- **Text segment**
The 1948 Major League Baseball All-Star Game was the 15th playing of the midsummer classic between the all-stars of the American League (AL) and National League (NL), the two leagues comprising Major League Baseball. The game was held on July 13, 1948, at Sportsman's Park in St. Louis, Missouri, the home of both the St. Louis Browns of the American League (who were the designated host team) and the St. Louis Cardinals of the National League. The game resulted in the American League defeating the National League 5–2.

This was the first All-Star Game to be broadcast on television, albeit only locally.

Browns in the game
The lone representative of the host team was Al Zarilla, a reserve outfielder for the AL, who entered the game playing right field in the top of the 5th inning, and was hitless in two at bats.

Starting lineups
Players in italics have since been inducted into the National Baseball Hall of Fame.

(Position annotation records)

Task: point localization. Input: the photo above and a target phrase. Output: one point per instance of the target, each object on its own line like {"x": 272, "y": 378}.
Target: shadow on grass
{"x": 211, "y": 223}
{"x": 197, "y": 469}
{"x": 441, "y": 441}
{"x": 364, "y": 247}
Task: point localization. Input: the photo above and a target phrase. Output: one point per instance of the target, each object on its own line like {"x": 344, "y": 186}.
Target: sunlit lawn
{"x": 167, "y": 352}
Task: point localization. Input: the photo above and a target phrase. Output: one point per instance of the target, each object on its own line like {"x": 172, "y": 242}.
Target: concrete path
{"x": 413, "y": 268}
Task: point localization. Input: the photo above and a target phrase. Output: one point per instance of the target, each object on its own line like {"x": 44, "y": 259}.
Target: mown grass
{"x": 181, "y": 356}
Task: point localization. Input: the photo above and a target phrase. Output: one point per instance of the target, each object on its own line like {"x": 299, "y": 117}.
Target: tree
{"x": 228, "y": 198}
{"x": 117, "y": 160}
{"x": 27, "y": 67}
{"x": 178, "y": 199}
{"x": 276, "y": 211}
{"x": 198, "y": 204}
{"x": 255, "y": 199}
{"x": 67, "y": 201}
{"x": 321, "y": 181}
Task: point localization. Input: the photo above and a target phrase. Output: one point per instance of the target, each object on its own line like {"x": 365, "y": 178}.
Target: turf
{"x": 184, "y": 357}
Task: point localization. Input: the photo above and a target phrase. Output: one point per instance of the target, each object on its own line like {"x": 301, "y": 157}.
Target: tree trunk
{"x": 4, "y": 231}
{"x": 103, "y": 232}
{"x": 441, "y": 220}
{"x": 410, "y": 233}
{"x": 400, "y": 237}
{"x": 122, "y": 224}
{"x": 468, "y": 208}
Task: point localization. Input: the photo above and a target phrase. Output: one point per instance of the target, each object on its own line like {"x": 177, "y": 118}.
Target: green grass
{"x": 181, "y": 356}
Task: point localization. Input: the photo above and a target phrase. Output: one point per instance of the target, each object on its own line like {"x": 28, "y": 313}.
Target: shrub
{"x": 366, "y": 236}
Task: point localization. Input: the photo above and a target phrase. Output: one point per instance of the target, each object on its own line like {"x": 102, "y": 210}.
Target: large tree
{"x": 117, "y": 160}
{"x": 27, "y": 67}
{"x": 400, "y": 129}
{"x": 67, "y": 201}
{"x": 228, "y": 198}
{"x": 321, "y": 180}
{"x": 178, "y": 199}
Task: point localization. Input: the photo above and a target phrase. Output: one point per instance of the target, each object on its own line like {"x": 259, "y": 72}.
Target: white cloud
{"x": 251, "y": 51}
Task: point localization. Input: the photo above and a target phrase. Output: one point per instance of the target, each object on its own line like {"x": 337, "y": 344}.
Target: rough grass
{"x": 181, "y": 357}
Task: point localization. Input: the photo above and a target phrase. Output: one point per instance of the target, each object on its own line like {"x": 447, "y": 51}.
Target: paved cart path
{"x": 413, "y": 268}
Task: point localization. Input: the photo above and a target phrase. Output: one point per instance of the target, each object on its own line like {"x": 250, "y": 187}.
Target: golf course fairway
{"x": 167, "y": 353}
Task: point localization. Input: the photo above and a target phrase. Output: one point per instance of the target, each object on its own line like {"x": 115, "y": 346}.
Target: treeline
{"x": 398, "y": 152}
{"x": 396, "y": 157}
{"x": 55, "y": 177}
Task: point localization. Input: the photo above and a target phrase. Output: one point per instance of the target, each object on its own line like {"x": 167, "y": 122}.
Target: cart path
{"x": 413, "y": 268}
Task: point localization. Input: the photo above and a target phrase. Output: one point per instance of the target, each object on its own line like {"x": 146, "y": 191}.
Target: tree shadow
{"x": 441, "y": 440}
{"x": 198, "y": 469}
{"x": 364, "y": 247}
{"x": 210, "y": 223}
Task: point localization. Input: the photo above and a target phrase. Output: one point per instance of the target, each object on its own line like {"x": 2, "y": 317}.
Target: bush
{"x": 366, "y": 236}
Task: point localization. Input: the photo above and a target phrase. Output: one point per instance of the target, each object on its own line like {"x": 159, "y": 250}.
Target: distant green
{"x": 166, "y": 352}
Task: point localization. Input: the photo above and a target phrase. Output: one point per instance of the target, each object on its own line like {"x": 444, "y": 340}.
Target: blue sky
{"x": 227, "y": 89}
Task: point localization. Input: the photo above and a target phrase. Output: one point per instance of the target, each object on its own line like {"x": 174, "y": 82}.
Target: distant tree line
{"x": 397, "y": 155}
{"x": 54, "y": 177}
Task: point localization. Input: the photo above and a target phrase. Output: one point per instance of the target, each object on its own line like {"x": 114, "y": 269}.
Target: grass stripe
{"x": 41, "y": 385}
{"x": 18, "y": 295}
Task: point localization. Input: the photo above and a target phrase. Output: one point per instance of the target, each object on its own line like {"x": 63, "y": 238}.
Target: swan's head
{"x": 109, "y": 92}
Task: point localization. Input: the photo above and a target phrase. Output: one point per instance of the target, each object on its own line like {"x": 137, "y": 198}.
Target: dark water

- **Written tasks**
(A) According to the text on the 1948 All-Star Game, how many at bats did Al Zarilla have in the game?
(B) Carry on the text about the 1948 All-Star Game from the point where it ends.

- **Answer list**
(A) Two, and he was hitless in both.

(B)
National League
 Richie Ashburn, cf
 Red Schoendienst, 2b – starting in place of Eddie Stanky, due to injury
 Stan Musial, lf
 Johnny Mize, 1b
 Enos Slaughter, rf
 Andy Pafko, 3b
 Walker Cooper, c
 Pee Wee Reese, ss
 Ralph Branca, p

American League
 Pat Mullin, rf
 Tommy Henrich, lf - starting in place of Ted Williams, due to injury
 Lou Boudreau, ss
 Joe Gordon, 2b
 Hoot Evers, cf - starting in place of Joe DiMaggio, due to injury
 Ken Keltner, 3b - starting in place of George Kell, due to injury
 George McQuinn, 1b
 Buddy Rosar, c
 Walt Masterson, p

Umpires

The umpires changed assignments in the middle of the fifth inning – Berry and Reardon swapped positions, also Stewart and Paparella swapped positions.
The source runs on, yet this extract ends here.